### Objective
Pull out every line in the entries below that contains the string "stick", matching case exactly.

# # # # #

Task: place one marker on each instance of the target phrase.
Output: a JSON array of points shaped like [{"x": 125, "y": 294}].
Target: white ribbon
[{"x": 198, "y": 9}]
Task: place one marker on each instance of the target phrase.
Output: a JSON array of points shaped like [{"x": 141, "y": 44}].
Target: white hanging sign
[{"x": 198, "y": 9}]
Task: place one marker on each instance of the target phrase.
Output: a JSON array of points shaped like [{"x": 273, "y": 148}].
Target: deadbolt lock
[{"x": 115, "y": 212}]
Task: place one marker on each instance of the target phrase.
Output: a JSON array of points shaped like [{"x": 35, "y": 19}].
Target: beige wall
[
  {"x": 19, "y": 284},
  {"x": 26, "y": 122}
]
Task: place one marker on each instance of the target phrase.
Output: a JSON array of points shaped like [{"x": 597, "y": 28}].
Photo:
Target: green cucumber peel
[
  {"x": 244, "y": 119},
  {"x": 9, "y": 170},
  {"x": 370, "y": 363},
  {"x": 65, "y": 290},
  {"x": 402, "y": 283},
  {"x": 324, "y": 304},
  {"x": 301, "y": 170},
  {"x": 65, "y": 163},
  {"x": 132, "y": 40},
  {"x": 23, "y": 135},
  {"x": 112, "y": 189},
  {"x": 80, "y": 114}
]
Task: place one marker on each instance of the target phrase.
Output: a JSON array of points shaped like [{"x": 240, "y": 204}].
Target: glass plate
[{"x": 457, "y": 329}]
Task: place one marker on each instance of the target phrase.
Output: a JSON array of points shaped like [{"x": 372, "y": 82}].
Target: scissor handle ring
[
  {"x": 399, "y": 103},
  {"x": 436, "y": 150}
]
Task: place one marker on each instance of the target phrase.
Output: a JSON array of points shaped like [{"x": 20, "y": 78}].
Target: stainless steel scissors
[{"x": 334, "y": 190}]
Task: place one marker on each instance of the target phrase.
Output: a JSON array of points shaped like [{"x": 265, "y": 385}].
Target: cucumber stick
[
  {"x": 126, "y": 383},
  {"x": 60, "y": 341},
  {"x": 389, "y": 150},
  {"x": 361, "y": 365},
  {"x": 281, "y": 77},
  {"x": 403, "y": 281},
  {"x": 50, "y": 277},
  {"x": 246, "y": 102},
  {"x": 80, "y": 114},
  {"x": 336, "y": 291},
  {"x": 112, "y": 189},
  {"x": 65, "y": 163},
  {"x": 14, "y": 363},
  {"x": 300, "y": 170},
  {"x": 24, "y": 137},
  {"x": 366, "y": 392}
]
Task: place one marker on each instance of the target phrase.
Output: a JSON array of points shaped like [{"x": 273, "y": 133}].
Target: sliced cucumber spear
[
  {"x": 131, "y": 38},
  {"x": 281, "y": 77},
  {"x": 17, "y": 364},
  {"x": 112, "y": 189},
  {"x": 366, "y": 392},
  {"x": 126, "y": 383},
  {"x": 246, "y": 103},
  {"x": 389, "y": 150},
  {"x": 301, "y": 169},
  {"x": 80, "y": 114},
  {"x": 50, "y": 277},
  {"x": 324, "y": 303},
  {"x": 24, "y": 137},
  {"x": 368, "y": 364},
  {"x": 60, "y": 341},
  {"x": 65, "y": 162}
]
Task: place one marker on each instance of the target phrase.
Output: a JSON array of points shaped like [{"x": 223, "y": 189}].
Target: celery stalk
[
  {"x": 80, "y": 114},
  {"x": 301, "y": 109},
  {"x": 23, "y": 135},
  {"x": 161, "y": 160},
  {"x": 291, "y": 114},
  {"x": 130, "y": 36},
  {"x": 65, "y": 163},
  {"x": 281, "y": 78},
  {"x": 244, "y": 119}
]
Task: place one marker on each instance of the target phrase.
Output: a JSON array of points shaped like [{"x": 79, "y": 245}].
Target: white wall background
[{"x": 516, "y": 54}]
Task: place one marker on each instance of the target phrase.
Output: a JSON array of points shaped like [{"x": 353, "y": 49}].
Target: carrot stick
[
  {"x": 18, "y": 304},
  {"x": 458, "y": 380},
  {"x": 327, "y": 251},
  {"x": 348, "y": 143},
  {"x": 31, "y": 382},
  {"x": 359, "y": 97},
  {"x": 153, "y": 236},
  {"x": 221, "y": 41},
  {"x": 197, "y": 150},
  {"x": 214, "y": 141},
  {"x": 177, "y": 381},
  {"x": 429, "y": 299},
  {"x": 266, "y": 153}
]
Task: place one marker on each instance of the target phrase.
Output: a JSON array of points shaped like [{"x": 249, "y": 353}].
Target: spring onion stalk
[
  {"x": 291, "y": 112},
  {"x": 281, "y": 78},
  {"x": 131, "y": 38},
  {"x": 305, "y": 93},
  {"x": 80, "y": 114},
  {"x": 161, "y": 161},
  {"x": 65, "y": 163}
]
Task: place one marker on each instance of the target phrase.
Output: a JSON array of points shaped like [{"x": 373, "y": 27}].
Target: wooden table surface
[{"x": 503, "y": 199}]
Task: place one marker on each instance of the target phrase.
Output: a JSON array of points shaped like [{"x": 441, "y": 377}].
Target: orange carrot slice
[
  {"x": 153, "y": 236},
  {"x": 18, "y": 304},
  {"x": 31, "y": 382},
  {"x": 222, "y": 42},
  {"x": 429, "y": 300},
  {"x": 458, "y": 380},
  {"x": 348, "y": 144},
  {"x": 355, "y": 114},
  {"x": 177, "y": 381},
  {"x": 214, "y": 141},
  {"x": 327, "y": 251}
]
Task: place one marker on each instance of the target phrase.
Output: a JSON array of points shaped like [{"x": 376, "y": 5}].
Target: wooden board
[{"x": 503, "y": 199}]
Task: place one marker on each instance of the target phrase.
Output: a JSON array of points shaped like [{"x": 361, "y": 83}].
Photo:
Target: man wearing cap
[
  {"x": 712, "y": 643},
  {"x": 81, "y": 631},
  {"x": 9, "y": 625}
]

# # # # #

### The result
Target: cucumber stick
Target: carrot stick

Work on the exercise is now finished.